§ **GOAL OF THE EXERCISE**
The exercise asks for every line of the data to be reproduced exactly.

################

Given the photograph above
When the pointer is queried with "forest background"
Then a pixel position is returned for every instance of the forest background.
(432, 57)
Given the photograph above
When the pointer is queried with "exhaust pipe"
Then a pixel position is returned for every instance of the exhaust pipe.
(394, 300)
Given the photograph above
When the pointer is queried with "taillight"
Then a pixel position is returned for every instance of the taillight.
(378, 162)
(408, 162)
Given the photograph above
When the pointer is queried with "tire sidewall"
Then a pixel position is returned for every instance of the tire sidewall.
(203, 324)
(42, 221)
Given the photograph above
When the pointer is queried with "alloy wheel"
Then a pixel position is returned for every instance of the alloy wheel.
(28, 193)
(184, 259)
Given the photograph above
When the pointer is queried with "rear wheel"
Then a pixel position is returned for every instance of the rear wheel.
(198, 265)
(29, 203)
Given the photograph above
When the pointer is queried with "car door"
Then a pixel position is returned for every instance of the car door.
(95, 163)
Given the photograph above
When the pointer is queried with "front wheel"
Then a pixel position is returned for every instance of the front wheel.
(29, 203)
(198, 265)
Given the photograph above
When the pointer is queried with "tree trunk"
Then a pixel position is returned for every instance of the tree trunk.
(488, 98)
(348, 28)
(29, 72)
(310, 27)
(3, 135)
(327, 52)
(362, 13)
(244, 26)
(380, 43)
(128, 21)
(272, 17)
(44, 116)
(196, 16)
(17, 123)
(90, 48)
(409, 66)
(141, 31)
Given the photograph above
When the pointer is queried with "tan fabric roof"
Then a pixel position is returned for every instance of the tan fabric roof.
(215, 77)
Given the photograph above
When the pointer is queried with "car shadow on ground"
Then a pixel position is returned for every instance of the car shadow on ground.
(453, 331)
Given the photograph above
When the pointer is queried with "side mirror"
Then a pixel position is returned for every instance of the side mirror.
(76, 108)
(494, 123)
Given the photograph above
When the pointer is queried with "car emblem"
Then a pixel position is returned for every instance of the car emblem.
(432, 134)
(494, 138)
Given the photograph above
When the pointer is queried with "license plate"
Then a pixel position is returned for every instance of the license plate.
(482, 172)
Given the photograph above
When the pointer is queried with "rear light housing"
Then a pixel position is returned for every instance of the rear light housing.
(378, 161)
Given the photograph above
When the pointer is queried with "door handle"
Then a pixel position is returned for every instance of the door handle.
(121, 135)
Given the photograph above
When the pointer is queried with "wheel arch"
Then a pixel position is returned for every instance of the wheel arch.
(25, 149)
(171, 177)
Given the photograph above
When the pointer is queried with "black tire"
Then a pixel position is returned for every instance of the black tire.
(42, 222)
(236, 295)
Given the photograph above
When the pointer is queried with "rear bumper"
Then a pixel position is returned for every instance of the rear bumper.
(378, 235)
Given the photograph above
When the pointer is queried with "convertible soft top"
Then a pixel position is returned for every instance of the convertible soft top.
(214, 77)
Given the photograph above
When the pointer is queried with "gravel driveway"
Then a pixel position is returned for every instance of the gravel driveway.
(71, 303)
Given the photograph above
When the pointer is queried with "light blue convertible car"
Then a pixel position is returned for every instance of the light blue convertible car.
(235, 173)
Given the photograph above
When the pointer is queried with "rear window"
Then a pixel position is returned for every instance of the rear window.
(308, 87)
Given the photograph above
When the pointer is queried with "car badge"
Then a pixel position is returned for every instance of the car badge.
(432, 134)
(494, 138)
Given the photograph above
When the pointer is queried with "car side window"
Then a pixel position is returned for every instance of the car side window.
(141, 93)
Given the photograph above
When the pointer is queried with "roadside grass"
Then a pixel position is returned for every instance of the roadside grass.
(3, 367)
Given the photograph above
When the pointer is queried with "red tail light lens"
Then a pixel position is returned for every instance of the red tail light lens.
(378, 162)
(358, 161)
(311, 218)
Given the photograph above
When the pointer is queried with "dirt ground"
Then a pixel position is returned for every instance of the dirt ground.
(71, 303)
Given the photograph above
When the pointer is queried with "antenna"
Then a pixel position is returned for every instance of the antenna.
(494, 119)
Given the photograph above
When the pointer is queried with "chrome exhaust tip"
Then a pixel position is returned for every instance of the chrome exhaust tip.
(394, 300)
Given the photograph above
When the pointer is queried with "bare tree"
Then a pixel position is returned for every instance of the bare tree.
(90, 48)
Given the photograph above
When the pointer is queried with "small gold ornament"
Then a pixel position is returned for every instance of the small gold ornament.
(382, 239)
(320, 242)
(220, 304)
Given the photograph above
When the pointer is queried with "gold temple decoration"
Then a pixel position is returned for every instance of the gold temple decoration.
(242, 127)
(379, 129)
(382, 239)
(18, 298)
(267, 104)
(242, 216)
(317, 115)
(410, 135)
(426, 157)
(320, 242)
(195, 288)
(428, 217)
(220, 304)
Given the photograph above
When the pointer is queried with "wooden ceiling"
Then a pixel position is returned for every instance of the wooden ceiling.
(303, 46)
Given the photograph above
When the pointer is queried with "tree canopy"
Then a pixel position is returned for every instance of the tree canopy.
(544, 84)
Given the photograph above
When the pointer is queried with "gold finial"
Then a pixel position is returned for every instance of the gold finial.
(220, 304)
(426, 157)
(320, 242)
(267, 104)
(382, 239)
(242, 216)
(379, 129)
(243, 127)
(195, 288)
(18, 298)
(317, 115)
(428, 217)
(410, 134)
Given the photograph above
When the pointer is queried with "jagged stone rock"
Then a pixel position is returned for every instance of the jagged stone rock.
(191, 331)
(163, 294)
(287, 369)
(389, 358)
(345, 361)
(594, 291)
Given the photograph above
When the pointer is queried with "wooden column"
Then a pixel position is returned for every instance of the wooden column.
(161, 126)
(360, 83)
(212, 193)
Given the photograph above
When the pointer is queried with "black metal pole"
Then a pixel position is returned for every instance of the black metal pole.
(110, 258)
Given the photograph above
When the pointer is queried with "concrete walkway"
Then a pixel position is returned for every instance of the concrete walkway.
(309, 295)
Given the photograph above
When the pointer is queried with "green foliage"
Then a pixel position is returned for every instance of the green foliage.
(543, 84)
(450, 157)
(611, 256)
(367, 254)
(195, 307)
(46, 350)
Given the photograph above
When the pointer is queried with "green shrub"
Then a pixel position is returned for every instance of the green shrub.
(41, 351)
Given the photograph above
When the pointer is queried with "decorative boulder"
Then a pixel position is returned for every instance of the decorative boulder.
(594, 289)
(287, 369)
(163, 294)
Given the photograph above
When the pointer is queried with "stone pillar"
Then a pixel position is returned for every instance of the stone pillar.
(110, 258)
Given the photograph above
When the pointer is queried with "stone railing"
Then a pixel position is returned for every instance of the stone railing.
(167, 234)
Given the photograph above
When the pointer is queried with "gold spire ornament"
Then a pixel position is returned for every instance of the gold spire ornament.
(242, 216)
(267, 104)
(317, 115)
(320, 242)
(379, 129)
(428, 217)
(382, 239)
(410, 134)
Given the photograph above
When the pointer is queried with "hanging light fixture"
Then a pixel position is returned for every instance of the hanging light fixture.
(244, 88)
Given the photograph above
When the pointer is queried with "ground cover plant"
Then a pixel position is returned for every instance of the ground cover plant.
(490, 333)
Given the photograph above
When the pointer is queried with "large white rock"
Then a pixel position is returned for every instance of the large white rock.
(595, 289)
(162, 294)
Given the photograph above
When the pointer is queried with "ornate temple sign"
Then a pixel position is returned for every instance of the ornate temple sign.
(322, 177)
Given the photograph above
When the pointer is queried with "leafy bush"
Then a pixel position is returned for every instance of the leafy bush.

################

§ **THE RESULT**
Given the photograph above
When the pointer is queried with "forest background"
Then a pixel position is returned for every instance of the forest background.
(432, 57)
Given the photograph above
When the pointer is queried with "exhaust pipe"
Then a pixel position is returned for every instance of the exhaust pipe.
(394, 300)
Given the photograph above
When the pointer is queried with "taillight"
Then a pixel position is returned for every instance of the taillight.
(378, 162)
(408, 162)
Given the photograph above
When the pointer is queried with "tire sidewall"
Then a pixel position is returned for every instance of the tire sidewall.
(203, 324)
(42, 221)
Given the photograph above
When the pointer is queried with "alloy wheel"
Then a pixel position is returned for every instance of the alloy wheel.
(28, 193)
(184, 259)
Given the photograph above
When the pointer is queried with "rear wheel"
Then a pixel position is returned for every instance of the rear wheel.
(198, 265)
(29, 203)
Given the photograph above
When the pointer is queried with "car door"
Then a pixel position is returned for every instance of the car door.
(95, 163)
Given the photograph above
When the pointer is queried with "front wheel"
Then a pixel position is returned for every instance of the front wheel.
(29, 203)
(198, 265)
Given the photograph above
When the pointer is queried with "tree trunk"
Then a pixel position is returned for every instance of the tree trunk.
(488, 98)
(348, 28)
(29, 72)
(310, 27)
(3, 135)
(327, 52)
(362, 13)
(244, 26)
(380, 43)
(128, 21)
(272, 17)
(44, 116)
(196, 16)
(17, 123)
(90, 48)
(409, 66)
(141, 31)
Given the photograph above
When the pointer is queried with "tan fabric roof"
Then a pixel position is returned for every instance of the tan fabric roof.
(215, 77)
Given the photograph above
When the pointer is queried with "car shadow on ground"
Then a pixel position is returned for every instance of the car shadow on ground.
(453, 331)
Given the photograph above
When the pointer is queried with "side mirror"
Then a pixel position is returned for every instance of the side mirror.
(76, 108)
(494, 123)
Given the photograph above
When the pointer is queried with "car emblem"
Then a pixel position is returned for every instance of the car emblem.
(432, 134)
(494, 138)
Given the photograph above
When the pointer is queried with "license plate"
Then a pixel position is returned for every instance of the license plate.
(482, 172)
Given the photograph above
When the pointer is queried with "rear light housing"
Then a pixel position is returned for every instance of the rear light housing.
(378, 161)
Given the photograph above
When the pointer is queried with "door handle"
Then a pixel position is returned for every instance of the door handle.
(121, 135)
Given the photograph above
When the pointer is queried with "wheel arch"
Then a pixel position is returned for every instance of the wheel arch.
(25, 149)
(171, 177)
Given the photograph above
When the pointer is queried with "black tire"
Then a pixel position is returned for every instance of the black tire.
(42, 222)
(236, 295)
Given the photograph above
When the pointer is queried with "rear bumper"
Then a pixel position is returned for every instance of the rear bumper.
(378, 235)
Given the photograph above
When the pointer is queried with "convertible soft top"
Then a pixel position is returned for every instance of the convertible soft top.
(214, 77)
Given the photograph above
When the pointer is queried with "gravel driveway"
Then a pixel position is returned for every instance of the gravel driveway.
(71, 303)
Given the photograph above
When the pointer is queried with "light blue convertible car"
Then a pixel position is returned for every instance of the light blue convertible car.
(235, 173)
Given the photograph above
When the pointer is queried with "rear window"
Then a pixel position is returned for every instance of the rear window.
(308, 87)
Given the photograph above
When the pointer is queried with "car badge"
Then a pixel position is returned for every instance of the car badge.
(432, 134)
(494, 138)
Given the photograph above
When the pointer is queried with "car side window"
Then a pixel position is returned for every instance of the car side window.
(141, 93)
Given the photograph above
When the pointer is queried with "roadside grass"
Then a pixel position is returned for every instance of the roadside grass.
(3, 367)
Given the photograph above
When the pointer is queried with "red tail light lens"
Then a pixel position is returned for every instance of the red tail light lens.
(378, 162)
(358, 161)
(311, 218)
Given the photograph above
When the pointer is queried with "dirt ground"
Then a pixel position is returned for every instance of the dirt ground.
(71, 303)
Given the photograph above
When the pointer is queried with "antenna"
Then a pixel position is returned for every instance of the antenna.
(494, 119)
Given the photograph above
When the pointer is queried with "chrome exhaust tip"
Then a pixel position is returned for every instance of the chrome exhaust tip.
(394, 300)
Given the photograph above
When the pointer is queried with "bare tree"
Then a pixel position is returned for every instance of the bare tree.
(90, 48)
Given the photograph above
When the pointer is queried with "small gold ornament"
Then a pixel position is returned for every instance of the small gold ornament.
(382, 239)
(320, 242)
(220, 304)
Given the photograph above
When the pointer is queried with "gold temple decoration"
Then a pixel position is returned for every instance of the gold temple decoration.
(242, 127)
(379, 129)
(382, 239)
(18, 298)
(267, 104)
(242, 216)
(317, 115)
(410, 135)
(426, 157)
(320, 242)
(195, 288)
(428, 217)
(220, 304)
Given the photograph above
When the pointer is queried with "wooden ceiling"
Then a pixel position is returned for every instance of the wooden ceiling.
(303, 46)
Given the photograph above
When the pointer is queried with "tree canopy"
Then a pixel position is returned for every instance of the tree canopy.
(544, 84)
Given the photograph above
When the pointer is queried with "gold finial"
Then a pixel position is returned for every instance of the gold finial.
(220, 304)
(426, 157)
(320, 242)
(267, 104)
(382, 239)
(242, 216)
(379, 129)
(243, 127)
(195, 288)
(18, 298)
(317, 115)
(428, 217)
(410, 134)
Given the photograph above
When the pointer is queried with "jagged stone rock"
Then a pixel position is returned for every instance of the jagged stone rock.
(191, 331)
(163, 294)
(287, 369)
(389, 358)
(345, 361)
(594, 291)
Given the photograph above
When the pointer is queried with "wooden column"
Then a pixel position is returned for every instance of the wooden column.
(161, 126)
(360, 83)
(212, 193)
Given the photograph above
When the pointer is queried with "black metal pole"
Then a pixel position is returned for every instance of the black metal pole.
(110, 258)
Given the photograph above
When the pointer is queried with "concrete walkway"
Then a pixel position is returned for every instance of the concrete walkway.
(309, 295)
Given the photograph above
When the pointer is queried with "green foliage"
Then a pixel position is returned for every instance of the green foliage.
(543, 84)
(450, 157)
(611, 256)
(367, 254)
(195, 307)
(46, 350)
Given the photograph above
When the pointer is queried with "green shrub"
Then a pixel position is returned for every instance of the green shrub.
(41, 351)
Given the photograph above
When the pointer is queried with "decorative boulder"
Then a pixel position is returned for every instance of the decorative boulder.
(594, 289)
(287, 369)
(163, 294)
Given the photograph above
When the pointer is queried with "stone pillar"
Then a pixel position is returned for every instance of the stone pillar.
(110, 258)
Given the photograph above
When the pointer is queried with "stone railing"
Then a pixel position is returned for every instance of the stone railing.
(167, 234)
Given the photograph above
When the pointer is queried with "gold spire ornament"
Then a pixel position is returned for every instance of the gold spire ornament.
(242, 216)
(267, 104)
(317, 115)
(320, 242)
(379, 129)
(428, 217)
(382, 239)
(410, 134)
Given the photograph above
When the pointer is queried with "hanging light fixture"
Then a pixel position is returned for every instance of the hanging light fixture.
(244, 88)
Given the photograph above
When the pointer is queried with "ground cover plant"
Then a pixel position is returned for every instance of the ground cover plant.
(490, 333)
Given the photograph above
When the pointer is queried with "large white rock"
Then a pixel position is returned for every instance of the large white rock.
(595, 289)
(162, 294)
Given the photograph above
When the pointer is queried with "ornate temple sign"
Then a pixel position is returned for every instance of the ornate temple sign.
(322, 177)
Given the photograph above
When the pointer is queried with "leafy bush"
Then a pixel position is returned for every instance of the leafy bush.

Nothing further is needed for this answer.